Instruction:
Could you output every one of the entries below word for word, in their original order and with nothing changed?

Information provided:
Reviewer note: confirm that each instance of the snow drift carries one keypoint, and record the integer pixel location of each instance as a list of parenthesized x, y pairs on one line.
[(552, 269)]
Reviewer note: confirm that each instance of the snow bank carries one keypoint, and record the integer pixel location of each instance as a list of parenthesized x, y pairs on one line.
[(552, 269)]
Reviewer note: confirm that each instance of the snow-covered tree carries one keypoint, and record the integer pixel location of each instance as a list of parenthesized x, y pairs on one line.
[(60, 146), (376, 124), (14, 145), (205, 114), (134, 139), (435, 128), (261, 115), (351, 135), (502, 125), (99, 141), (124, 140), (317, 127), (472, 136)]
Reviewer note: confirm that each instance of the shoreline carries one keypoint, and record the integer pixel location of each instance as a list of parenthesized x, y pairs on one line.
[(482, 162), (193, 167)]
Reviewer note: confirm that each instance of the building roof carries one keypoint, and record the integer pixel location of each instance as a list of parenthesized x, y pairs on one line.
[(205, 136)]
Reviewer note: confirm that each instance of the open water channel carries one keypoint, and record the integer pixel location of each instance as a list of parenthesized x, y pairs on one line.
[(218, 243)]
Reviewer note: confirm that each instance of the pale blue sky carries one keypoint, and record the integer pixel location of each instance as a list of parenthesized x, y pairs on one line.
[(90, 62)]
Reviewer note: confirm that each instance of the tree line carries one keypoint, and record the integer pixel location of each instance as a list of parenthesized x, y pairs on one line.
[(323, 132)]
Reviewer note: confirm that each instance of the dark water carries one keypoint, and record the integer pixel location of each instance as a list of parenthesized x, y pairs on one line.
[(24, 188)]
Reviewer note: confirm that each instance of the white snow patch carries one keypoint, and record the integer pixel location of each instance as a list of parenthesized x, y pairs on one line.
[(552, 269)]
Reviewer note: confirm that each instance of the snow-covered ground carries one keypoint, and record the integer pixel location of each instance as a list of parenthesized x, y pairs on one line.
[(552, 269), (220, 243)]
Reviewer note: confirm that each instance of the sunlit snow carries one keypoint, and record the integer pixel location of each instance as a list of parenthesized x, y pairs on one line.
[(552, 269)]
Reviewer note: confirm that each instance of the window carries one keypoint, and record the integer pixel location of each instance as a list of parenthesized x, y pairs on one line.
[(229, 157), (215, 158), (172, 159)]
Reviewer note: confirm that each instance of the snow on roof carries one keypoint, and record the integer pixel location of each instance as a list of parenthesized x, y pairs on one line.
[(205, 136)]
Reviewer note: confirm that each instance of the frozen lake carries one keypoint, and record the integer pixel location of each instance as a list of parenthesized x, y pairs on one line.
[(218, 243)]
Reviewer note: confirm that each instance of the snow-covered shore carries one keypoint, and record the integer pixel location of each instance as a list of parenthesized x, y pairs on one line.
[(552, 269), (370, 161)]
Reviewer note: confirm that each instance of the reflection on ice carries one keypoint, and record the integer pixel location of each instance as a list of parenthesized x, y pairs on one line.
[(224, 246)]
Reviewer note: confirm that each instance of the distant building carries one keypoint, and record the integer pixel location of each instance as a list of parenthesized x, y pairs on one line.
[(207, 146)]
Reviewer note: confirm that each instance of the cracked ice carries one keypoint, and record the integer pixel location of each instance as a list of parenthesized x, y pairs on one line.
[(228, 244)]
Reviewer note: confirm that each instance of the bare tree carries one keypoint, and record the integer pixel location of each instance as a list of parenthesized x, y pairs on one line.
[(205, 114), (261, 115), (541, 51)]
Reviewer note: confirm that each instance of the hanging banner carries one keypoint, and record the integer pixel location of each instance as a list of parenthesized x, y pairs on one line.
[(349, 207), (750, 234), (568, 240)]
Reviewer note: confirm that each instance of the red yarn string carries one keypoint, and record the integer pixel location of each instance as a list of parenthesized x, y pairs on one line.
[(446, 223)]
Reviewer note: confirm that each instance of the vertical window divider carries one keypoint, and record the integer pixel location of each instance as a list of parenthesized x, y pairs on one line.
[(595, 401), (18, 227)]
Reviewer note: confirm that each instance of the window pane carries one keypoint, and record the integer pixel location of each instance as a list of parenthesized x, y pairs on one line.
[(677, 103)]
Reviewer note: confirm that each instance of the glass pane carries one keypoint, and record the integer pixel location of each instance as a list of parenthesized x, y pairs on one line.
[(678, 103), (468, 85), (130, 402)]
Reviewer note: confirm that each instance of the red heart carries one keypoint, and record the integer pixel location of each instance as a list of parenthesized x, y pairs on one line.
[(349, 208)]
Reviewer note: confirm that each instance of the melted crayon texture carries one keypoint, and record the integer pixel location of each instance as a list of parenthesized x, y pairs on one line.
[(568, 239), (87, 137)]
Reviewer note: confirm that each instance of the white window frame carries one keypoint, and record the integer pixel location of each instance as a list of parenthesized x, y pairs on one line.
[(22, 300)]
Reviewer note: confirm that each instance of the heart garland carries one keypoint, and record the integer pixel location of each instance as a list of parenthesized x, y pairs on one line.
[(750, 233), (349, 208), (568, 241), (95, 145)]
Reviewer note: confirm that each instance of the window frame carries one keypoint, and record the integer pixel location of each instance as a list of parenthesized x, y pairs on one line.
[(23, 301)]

Written solution:
Reviewer note: confirm that each instance of the snow drift carries one keypoint, and record the integer pixel location of each instance as a list of parenthesized x, y pairs on one line.
[(552, 269)]
Reviewer note: confirm that each instance of the snow bank carries one keypoint, and record the integer pixel location of each instance as a list of parenthesized x, y pairs on one line.
[(552, 269)]
Reviewer note: confirm that each instance of the snow-covered tree carries one keypoint, and record the integer pixel location of each instance as a list of parenthesized x, y pairs on one line.
[(60, 146), (376, 124), (14, 145), (205, 114), (134, 139), (435, 128), (261, 115), (351, 135), (502, 125), (99, 141), (124, 140), (317, 127), (472, 136)]
Reviewer note: confirm that each instance of the shoreline carries one keypoint, and record the integer pixel location of each instance as a list of parenthesized x, y pairs on one line.
[(482, 162), (193, 167)]
Reviewer note: confirm that each instance of the building roof carries one keypoint, and record the integer pixel location of each instance as a list of parenthesized x, y pairs on one line.
[(205, 136)]
Reviewer note: confirm that each instance of the open water channel carries one keypoint, and record the integer pixel location of each instance as a list of parenthesized x, y pairs on one line.
[(218, 243)]
Reviewer note: confirm that each instance of the pale blue sky carries one keypoint, and record the integer pixel location of each instance as a list of parenthesized x, y pairs on one line.
[(90, 62)]
Reviewer note: confirm that each instance of the tree line carries one keypoint, and record the integer pixel location of each instance as a list of parenthesized x, y pairs on one line.
[(323, 132)]
Reviewer note: confirm that each instance of the dark water carries one keypoint, and record the integer pixel location of each instance as a list of parenthesized x, y pairs on one line.
[(24, 188)]
Reviewer note: confirm that each instance of the white snow patch carries one keypoint, and record the integer pixel location of each instance as a list of parenthesized x, y pairs on one line.
[(552, 269)]
Reviewer note: confirm that each instance of the snow-covered ground carries one keypoint, and record the integer pixel location of each instance as a list of parenthesized x, y pairs on one line.
[(552, 269), (220, 243)]
Reviewer note: confirm that each instance of the sunlit snow carries one keypoint, and record the integer pixel location of each instance as a list of parenthesized x, y pairs on one line.
[(552, 269)]
Reviewer note: confirm that each instance of the window carries one keypoint, and record the integer pixel location of each instance as a list of parenthesized x, y pairs on one line.
[(229, 157), (215, 158), (172, 159)]
Reviewer note: confirm that each instance of the snow on roof carries one keypoint, and record the integer pixel location of each instance as a list of parenthesized x, y pairs on one line.
[(205, 136)]
Reviewer note: confirm that each instance of the frozen lake carries one keypoint, and record the integer pixel location of each instance as a list of parenthesized x, y pairs on one line.
[(218, 243)]
Reviewer note: confirm that each instance of the snow-covered shore carries one keypoint, and record the integer pixel location of each instance as a list of parenthesized x, y pairs on one line.
[(552, 269), (370, 161)]
Reviewer note: confirm that each instance of the reflection on ice carries one keypoint, and record the integer pixel location of each instance as a list of parenthesized x, y pairs on one line.
[(224, 246)]
Reviewer note: confirm that each instance of the distant building carries one keypoint, and record the integer pixel location of each instance as a list of parenthesized x, y pairs on one line.
[(207, 146)]
Reviewer note: confirm that each instance of the cracked ice carries one keypoint, and record the integer pixel location of each instance as a list of parenthesized x, y pairs on one line.
[(228, 244)]
Reviewer note: confirm that each instance of the bare tree carries one keypoint, and record the integer pixel location of each instance as a list of parenthesized x, y pairs on one line.
[(205, 114), (261, 115), (541, 51)]
Reviewer note: confirm that each instance of the hanging banner carries one keypoint, and record the integer pixel location of each instance as a list of parenthesized x, y pairs on one line.
[(349, 207), (750, 234), (568, 240)]
Reviewer note: confirm that each instance of the red yarn string carries one keypoint, and record the integer pixel location of each instance as a list of parenthesized x, y pairs on one line.
[(446, 223)]
Reviewer note: confirm that each instance of the vertical window divider carries one keypoint, and record the integer pixel location of each instance as a list of parenthesized x, y pairs on one line.
[(595, 401), (18, 227)]
Reviewer note: confirm that each instance of the window pane carries one keypoint, and record the integer pixel location of each instance as a list of parenthesized x, y pairs on one line.
[(677, 103)]
Reviewer note: confirm that each instance of the glass pane carries one keypoint, and record the integer pixel location of each instance as a list of parenthesized x, y pairs on one line.
[(678, 103), (468, 85), (130, 402)]
Reviewer note: confirm that each instance of the red heart carries one keypoint, and record the integer pixel location of each instance as a list of parenthesized x, y pairs on one line.
[(349, 208)]
Reviewer note: confirm that each instance of the melted crayon texture carries one keypoint, and record the integer pixel location of each instance as a list of parenthesized x, y pairs on one line.
[(568, 239), (87, 137)]
Reviewer note: confirm that each instance of the white window frame carries one keypoint, and record the integer pixel location of each instance as a list of parenthesized x, y pairs on one line.
[(22, 300)]
Reviewer note: confirm that each instance of the heart garland carries one keypoint, and record the integer pixel location of each instance as a list of parenthesized x, y pairs on one line.
[(750, 233), (349, 208), (568, 241), (95, 145)]
Reviewer note: confirm that each instance of the window frame carries one keypoint, and record the integer pixel location of each instance as a list of parenthesized x, y pairs on one line.
[(23, 301)]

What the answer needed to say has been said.